* [WHAT THE EXERCISE ASKS]:
Identify every line in the items that contains the word "apartment" and copy each such line. Treat uppercase and lowercase letters as distinct.

Collected data entries:
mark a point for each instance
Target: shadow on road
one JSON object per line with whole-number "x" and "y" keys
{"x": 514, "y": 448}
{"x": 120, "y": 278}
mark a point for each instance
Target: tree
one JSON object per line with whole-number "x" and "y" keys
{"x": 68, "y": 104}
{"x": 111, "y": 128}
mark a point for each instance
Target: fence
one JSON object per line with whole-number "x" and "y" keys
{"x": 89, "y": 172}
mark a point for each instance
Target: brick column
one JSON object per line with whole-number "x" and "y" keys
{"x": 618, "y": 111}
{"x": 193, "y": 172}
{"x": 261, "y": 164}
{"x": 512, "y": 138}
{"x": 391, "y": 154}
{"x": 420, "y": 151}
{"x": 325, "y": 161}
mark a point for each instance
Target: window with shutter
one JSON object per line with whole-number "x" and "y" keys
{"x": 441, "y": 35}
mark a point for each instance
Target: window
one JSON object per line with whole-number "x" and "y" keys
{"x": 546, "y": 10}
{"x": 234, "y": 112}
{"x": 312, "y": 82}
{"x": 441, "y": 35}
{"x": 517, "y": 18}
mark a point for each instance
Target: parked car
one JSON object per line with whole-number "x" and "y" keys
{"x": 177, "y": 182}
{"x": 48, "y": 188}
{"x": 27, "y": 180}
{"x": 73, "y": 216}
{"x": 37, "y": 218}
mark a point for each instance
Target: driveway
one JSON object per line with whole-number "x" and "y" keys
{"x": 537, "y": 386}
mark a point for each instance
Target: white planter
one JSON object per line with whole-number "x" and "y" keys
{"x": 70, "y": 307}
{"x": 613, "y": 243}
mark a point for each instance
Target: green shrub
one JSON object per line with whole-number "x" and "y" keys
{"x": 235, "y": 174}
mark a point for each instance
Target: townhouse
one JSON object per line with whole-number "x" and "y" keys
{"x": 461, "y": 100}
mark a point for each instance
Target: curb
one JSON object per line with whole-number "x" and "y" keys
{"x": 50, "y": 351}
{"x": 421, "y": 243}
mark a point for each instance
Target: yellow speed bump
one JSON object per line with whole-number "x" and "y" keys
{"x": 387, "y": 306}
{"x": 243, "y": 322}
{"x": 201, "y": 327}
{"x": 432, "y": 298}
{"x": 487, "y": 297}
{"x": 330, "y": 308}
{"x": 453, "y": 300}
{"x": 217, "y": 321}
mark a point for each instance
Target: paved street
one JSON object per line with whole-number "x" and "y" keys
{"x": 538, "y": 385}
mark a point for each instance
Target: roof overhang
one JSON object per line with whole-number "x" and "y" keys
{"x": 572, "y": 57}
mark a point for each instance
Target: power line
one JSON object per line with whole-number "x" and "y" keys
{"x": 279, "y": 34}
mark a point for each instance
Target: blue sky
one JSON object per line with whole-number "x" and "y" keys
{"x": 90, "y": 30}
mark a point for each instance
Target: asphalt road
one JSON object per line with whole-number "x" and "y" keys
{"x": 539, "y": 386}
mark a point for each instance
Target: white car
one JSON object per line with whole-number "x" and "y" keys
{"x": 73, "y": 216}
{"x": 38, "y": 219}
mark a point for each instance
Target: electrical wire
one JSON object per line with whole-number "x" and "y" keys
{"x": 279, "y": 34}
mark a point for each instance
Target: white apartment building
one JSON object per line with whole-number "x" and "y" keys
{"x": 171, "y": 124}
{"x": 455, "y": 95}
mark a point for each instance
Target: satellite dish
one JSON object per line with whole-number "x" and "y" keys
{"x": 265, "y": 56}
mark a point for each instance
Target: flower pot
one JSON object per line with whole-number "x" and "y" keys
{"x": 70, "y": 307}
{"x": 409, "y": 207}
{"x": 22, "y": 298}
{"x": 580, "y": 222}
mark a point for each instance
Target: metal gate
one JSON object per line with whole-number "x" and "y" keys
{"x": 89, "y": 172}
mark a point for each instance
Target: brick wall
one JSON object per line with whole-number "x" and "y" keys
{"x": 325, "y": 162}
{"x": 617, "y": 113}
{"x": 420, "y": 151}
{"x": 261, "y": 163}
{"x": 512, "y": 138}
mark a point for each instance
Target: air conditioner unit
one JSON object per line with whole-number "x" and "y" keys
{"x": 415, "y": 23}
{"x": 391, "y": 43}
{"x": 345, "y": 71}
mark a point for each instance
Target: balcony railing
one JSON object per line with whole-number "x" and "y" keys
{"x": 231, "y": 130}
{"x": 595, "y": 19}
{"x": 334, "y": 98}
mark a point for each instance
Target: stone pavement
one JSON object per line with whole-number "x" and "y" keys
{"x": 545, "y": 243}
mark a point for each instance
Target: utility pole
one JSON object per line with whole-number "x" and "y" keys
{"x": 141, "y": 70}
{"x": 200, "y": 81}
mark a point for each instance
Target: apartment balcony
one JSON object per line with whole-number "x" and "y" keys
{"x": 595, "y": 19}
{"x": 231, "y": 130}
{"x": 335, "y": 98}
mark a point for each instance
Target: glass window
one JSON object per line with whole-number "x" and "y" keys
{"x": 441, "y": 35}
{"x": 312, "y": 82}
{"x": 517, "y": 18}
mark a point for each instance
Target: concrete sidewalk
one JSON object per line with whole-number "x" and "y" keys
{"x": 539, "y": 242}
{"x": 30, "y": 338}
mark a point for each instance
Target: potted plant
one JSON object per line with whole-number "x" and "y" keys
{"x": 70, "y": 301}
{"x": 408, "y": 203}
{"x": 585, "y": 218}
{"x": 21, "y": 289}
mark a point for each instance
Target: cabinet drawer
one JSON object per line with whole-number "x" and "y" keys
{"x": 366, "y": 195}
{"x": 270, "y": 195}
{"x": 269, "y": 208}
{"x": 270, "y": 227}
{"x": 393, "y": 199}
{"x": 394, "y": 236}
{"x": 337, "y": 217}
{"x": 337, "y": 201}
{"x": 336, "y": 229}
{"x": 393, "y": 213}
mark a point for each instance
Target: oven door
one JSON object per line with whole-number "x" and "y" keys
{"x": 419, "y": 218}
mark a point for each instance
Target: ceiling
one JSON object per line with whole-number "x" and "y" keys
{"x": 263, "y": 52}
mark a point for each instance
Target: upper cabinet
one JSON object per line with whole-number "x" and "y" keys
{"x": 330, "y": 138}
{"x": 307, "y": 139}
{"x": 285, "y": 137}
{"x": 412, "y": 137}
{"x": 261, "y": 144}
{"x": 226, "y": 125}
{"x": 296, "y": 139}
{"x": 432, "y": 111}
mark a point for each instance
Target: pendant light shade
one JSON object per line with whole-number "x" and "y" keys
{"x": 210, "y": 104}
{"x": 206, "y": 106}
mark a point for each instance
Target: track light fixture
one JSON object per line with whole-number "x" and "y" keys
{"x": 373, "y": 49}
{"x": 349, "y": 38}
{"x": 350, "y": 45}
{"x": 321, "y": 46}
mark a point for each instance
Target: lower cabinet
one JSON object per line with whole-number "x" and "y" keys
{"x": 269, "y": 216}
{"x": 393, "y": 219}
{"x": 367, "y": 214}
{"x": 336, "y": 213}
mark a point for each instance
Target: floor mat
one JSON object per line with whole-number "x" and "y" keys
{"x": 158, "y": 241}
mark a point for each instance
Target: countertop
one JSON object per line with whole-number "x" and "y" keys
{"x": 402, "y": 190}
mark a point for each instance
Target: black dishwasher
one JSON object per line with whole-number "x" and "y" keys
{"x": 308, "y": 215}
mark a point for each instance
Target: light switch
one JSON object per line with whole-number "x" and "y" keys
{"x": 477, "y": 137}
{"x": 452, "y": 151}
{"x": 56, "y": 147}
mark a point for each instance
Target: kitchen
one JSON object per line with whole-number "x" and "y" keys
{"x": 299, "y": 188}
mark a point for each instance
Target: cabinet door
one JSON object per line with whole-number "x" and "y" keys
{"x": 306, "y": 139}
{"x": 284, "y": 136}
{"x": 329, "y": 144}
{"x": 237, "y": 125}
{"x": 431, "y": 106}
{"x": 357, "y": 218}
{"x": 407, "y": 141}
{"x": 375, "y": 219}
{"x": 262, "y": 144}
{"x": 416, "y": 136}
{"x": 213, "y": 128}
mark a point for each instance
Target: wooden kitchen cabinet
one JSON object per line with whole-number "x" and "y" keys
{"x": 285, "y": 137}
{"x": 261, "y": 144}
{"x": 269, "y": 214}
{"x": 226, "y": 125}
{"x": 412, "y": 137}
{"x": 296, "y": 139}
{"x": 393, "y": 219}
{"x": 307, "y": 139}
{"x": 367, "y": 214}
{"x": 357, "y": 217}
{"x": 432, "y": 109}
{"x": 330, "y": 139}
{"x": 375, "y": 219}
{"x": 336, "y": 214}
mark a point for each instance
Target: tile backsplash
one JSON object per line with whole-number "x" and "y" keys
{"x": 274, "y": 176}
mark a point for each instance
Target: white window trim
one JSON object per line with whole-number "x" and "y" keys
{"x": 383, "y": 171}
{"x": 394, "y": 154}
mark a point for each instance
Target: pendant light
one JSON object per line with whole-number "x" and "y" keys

* [THE OUTPUT]:
Target: white apartment building
Target: apartment balcony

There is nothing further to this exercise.